**Text to read:**
====
If you’re looking to sell your business in the not-too-distant future, there’s one under-discussed advantage you can build right now: Your understanding of SBA-7A loans.
You might think your buyer’s financing situation is their problem – and this is true to a certain extent – but understanding the buyer financing process is a useful tool for creating the best possible deal for you as an owner. And if you can help a potential buyer get financed it means you can facilitate a better deal for everyone involved.
In this article I’ll explain:
- How SBA-7A loans work
- What you as an owner can do to make your business more financeable
- How you can steer your potential buyers toward a good lender
First a quick primer on SBA-7A loans (and why you as an owner should care):
There were over $5 billion of SBA-7A loans issued in 2023 to buy existing small businesses.
The Small Business Administration is a government agency that helps business owners and aspiring entrepreneurs gain access to capital. The SBA does not directly lend money.
Instead, they set criteria for loans to be underwritten – then they guarantee a large portion of these loans – which are provided by their lending partners (banks, credit unions, etc).
If a borrower defaults on their SBA loan the SBA provides a backstop and helps make the lender “whole” for a good portion of the loan. In exchange, the buyer pays an “SBA guarantee fee” – similar to an insurance premium – at the front end of the loan.
This “federally guaranteed” framework allows banks to give financing on deals which otherwise have minimal collateral. Most service businesses are “Asset Light” and their value is based more on profitability rather than if their equipment was sold for cash.
====
**Data supplied:**
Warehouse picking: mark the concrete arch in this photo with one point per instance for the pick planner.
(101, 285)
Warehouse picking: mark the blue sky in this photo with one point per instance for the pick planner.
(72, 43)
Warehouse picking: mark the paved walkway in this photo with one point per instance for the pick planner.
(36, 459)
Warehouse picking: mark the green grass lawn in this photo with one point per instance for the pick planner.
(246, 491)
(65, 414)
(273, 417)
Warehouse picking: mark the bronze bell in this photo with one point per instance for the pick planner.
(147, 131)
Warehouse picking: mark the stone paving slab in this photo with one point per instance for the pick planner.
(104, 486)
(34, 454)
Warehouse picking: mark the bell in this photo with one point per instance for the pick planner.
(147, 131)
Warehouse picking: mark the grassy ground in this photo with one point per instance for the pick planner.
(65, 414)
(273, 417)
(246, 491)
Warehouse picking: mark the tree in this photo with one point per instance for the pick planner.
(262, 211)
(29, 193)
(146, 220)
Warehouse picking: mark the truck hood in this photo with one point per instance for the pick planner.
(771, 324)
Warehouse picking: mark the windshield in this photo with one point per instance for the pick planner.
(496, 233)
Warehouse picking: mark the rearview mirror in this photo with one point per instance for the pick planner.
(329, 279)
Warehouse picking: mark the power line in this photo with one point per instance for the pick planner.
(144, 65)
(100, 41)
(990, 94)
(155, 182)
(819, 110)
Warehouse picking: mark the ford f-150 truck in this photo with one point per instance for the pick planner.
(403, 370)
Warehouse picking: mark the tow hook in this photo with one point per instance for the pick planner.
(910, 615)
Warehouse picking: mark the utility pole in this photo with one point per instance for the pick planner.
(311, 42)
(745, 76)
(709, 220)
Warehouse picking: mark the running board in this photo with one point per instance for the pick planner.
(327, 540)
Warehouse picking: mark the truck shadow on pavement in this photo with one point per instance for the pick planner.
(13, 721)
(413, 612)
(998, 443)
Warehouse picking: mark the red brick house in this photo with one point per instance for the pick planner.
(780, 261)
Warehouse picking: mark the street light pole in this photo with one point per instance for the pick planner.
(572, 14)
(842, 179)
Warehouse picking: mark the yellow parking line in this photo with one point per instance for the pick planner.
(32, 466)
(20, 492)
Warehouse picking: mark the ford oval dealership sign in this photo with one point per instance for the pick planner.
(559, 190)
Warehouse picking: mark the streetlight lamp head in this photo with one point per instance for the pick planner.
====
**Challenge A:** According to the SBA-7A loan article, what does the buyer pay in exchange for the SBA's backstop on a defaulted loan?
**Challenge B:** Duplicate everything in the SBA-7A loan article from "You might think" down to "existing small businesses.".
The rows have no connection to the SBA-7A loan article.

**Written response A:** An SBA guarantee fee, paid at the front end of the loan.

**Written response B:**
You might think your buyer’s financing situation is their problem – and this is true to a certain extent – but understanding the buyer financing process is a useful tool for creating the best possible deal for you as an owner. And if you can help a potential buyer get financed it means you can facilitate a better deal for everyone involved.
In this article I’ll explain:
- How SBA-7A loans work
- What you as an owner can do to make your business more financeable
- How you can steer your potential buyers toward a good lender
First a quick primer on SBA-7A loans (and why you as an owner should care):
There were over $5 billion of SBA-7A loans issued in 2023 to buy existing small businesses.